**Data**
::::::
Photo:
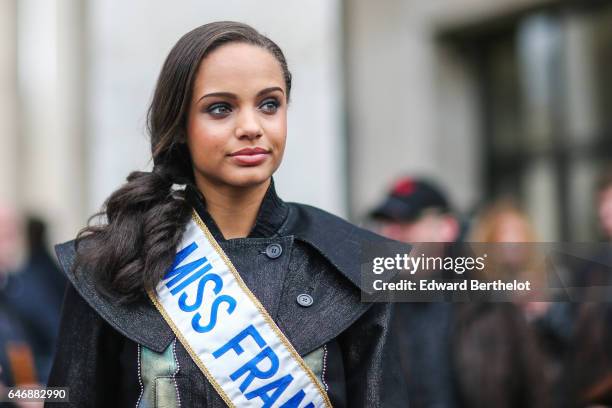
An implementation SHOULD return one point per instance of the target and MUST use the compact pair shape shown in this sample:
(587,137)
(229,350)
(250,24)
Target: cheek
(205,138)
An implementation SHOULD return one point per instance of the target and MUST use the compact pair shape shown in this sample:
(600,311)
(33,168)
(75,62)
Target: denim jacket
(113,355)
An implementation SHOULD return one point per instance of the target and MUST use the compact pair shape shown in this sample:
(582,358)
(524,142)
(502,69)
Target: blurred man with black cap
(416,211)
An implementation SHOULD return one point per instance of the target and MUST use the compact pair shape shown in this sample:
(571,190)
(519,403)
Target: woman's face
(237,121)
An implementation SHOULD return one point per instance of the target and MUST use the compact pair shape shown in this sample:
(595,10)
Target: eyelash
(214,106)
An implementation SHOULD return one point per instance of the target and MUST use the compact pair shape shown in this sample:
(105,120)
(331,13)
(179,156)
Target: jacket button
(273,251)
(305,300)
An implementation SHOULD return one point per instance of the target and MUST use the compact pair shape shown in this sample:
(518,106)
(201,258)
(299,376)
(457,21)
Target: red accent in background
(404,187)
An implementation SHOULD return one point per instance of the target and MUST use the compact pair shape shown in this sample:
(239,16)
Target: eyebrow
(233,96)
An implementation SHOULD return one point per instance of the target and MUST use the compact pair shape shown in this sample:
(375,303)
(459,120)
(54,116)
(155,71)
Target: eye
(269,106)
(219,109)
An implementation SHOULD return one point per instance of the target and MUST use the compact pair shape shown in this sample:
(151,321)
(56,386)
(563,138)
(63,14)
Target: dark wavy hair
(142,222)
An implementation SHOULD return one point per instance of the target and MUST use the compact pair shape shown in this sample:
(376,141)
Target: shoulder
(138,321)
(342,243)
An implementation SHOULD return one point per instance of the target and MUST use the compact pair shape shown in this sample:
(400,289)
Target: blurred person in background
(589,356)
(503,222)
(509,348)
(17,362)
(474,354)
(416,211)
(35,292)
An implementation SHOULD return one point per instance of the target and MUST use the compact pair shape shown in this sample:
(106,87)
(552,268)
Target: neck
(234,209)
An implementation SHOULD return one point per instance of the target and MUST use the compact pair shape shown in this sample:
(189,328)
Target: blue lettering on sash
::::::
**What is required**
Reproduce all of the data exactly, omitting each picture it holds.

**Solved problem**
Photo:
An implementation SHOULD return one point per instance of the target and MUST use the compact pair shape shown in this sample:
(587,137)
(229,350)
(250,24)
Target: cheek
(205,138)
An implementation SHOULD return one point per instance of the target and MUST use the compact pair shape shown in this sample:
(600,311)
(33,168)
(75,62)
Target: denim jacket
(113,355)
An implementation SHOULD return one point per instance of the target and MUST use the compact pair shape shown in this sample:
(582,358)
(524,142)
(502,69)
Target: blurred man with black cap
(416,211)
An implementation SHOULD return one point per instance of the target and MUST use the compact pair shape shown in this sample:
(571,190)
(519,403)
Target: woman's face
(237,121)
An implementation SHOULD return one point per instance of the target and MUST use the compact pair shape shown in this sample:
(595,10)
Target: eyelash
(214,106)
An implementation SHOULD return one point per instance of the target and MUST use the compact pair shape shown in this sample:
(105,120)
(331,13)
(179,156)
Target: jacket button
(273,251)
(305,300)
An implementation SHOULD return one point per instance of the target and MUST use the compact pair shape shown in this sample:
(518,106)
(201,258)
(299,376)
(457,21)
Target: red accent in background
(404,187)
An implementation SHOULD return one point per instance of the target and MUST use the compact pair shape shown in this sample:
(239,16)
Target: eyebrow
(233,96)
An implementation SHOULD return one point per instance of the target and MUST use the compact pair shape shown in this sample:
(375,303)
(459,120)
(54,116)
(155,71)
Target: eye
(269,106)
(219,109)
An implementation SHOULD return one point per instance of the target and MUST use the compact pair shape shown in this sample:
(151,321)
(56,386)
(563,138)
(63,14)
Target: dark wavy hair
(142,222)
An implementation SHOULD return one point per instance of the target and MUST use the compact pair shape shown in this sample:
(376,141)
Target: shoulder
(138,321)
(342,243)
An implementation SHOULD return one point per instance of the target and MUST use the compact pair shape shown in this sample:
(400,289)
Target: blurred person in background
(589,356)
(503,222)
(509,348)
(17,362)
(474,354)
(416,211)
(35,292)
An implementation SHOULD return one point per instance of the target and MUST use the compact pair shape shown in this sample:
(106,87)
(552,268)
Target: neck
(234,209)
An implementation SHOULD return one point per instance of the target and MUST use the compact pair shape shown in this sample:
(189,328)
Target: blue lettering on sash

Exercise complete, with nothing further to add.